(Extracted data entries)
....

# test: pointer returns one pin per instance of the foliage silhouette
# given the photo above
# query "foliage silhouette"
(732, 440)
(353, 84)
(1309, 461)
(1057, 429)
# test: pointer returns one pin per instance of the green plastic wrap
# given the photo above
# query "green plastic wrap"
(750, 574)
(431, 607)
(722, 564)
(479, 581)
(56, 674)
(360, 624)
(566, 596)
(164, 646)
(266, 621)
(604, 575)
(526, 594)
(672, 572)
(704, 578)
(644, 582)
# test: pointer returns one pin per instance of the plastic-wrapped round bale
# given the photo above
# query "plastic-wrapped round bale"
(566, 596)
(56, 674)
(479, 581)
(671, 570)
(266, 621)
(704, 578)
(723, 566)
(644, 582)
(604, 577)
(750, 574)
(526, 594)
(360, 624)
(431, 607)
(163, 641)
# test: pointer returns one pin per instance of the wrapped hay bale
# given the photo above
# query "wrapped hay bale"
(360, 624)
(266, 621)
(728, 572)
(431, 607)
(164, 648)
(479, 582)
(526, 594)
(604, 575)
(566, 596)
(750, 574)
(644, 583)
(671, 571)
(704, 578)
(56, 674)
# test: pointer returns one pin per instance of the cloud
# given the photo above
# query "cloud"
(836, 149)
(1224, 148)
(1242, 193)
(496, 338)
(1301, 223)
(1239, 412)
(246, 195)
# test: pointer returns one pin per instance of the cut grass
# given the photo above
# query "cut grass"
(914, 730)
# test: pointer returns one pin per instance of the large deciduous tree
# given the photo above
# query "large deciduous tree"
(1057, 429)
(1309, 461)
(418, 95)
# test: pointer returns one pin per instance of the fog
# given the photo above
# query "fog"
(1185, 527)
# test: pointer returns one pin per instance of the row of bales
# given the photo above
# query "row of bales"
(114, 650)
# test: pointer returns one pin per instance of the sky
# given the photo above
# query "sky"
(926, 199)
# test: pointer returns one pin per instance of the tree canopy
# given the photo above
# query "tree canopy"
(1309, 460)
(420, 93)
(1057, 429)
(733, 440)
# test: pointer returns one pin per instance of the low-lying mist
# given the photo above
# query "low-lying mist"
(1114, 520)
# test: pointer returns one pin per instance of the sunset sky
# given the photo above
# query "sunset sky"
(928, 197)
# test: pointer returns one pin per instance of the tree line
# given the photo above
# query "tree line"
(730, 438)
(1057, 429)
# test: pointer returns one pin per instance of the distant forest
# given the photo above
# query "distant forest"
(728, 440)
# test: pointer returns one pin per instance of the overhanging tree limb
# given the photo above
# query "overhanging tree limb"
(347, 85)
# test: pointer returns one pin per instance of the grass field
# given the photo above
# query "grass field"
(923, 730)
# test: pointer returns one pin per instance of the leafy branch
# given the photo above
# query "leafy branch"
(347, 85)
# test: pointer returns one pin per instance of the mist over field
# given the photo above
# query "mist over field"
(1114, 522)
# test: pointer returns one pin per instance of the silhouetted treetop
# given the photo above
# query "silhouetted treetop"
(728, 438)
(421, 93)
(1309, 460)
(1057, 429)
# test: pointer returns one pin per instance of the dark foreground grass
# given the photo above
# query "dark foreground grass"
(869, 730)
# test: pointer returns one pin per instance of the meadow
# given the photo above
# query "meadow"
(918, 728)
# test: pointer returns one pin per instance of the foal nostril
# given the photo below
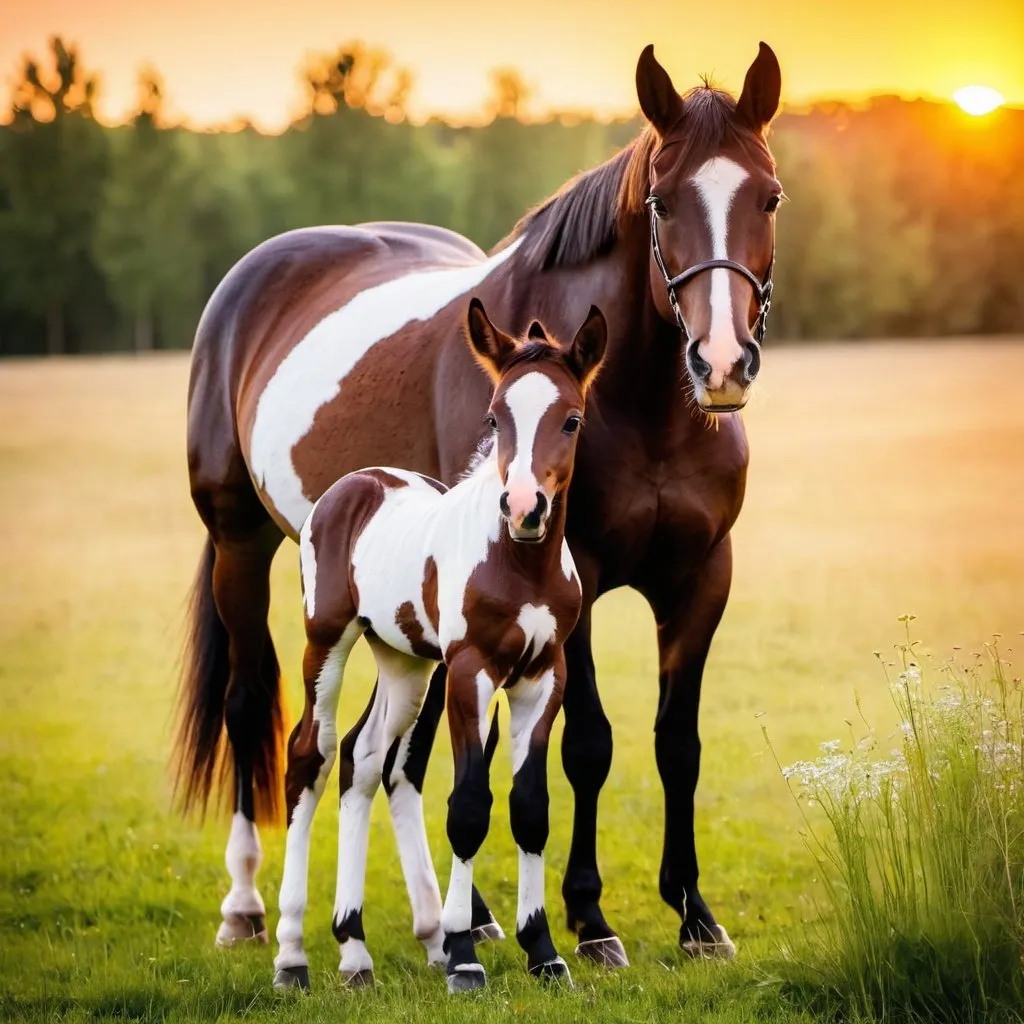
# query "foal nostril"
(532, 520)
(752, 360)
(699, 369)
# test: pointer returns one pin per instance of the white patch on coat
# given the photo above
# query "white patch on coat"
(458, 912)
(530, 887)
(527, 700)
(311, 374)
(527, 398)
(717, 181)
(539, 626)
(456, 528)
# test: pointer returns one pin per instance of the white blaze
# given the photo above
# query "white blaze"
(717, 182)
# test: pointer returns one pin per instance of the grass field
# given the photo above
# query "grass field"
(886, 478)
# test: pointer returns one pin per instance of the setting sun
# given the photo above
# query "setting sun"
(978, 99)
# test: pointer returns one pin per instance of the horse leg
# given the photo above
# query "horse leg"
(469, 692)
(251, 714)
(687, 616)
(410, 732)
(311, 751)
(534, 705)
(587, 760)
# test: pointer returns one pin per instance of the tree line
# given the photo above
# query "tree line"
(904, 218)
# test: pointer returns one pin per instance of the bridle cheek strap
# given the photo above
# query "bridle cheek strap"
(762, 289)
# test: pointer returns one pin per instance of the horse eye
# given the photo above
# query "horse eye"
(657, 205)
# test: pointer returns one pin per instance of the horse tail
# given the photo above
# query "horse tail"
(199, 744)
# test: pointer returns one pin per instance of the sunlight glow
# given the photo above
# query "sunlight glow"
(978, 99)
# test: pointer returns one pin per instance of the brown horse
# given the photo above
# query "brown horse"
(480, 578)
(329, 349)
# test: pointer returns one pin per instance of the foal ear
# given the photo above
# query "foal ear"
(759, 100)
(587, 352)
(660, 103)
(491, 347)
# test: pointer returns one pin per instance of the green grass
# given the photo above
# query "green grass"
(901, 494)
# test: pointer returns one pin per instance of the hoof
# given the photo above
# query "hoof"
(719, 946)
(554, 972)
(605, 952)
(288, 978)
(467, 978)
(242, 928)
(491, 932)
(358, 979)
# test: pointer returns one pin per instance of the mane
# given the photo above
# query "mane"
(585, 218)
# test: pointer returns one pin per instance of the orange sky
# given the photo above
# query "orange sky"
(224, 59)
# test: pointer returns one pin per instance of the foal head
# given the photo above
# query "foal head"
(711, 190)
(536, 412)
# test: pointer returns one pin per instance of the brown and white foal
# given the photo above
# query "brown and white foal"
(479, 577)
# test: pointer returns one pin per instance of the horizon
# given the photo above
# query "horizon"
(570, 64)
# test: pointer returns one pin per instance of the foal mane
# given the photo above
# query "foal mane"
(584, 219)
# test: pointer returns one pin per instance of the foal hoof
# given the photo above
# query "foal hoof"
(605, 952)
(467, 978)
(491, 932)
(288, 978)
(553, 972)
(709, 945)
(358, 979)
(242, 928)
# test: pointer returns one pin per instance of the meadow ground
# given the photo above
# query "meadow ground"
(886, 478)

....

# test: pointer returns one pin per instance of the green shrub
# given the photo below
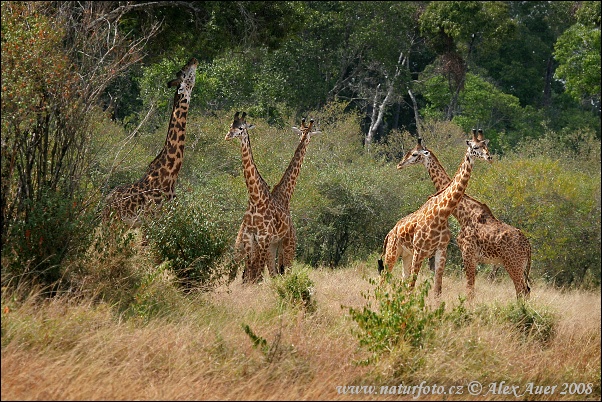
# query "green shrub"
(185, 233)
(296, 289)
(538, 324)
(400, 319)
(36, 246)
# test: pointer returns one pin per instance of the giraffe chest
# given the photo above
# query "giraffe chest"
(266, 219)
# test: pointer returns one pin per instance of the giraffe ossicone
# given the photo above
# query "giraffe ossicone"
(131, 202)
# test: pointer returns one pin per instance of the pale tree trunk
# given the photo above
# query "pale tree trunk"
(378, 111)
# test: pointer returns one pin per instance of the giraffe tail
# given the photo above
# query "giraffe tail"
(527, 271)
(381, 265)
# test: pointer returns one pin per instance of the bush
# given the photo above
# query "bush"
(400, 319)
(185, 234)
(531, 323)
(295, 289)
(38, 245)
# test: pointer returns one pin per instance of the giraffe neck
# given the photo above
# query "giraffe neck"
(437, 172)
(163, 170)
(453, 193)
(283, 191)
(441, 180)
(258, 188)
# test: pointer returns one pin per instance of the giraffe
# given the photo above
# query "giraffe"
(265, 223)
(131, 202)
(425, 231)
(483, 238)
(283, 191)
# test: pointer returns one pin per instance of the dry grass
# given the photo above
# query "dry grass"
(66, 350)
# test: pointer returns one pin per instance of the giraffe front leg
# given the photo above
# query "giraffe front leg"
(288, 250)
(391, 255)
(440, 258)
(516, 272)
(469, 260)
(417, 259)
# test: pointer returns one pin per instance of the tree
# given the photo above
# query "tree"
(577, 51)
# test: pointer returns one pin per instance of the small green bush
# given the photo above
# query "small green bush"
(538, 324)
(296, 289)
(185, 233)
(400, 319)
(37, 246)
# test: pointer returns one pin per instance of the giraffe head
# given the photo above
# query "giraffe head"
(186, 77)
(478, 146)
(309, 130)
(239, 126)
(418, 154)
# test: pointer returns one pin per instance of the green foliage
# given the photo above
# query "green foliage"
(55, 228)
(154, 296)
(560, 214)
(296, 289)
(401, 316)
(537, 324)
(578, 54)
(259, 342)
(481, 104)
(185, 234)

....

_Task statement_.
Please count the rows above that contain the string "mane", and give only that number.

_Solution to the exercise_.
4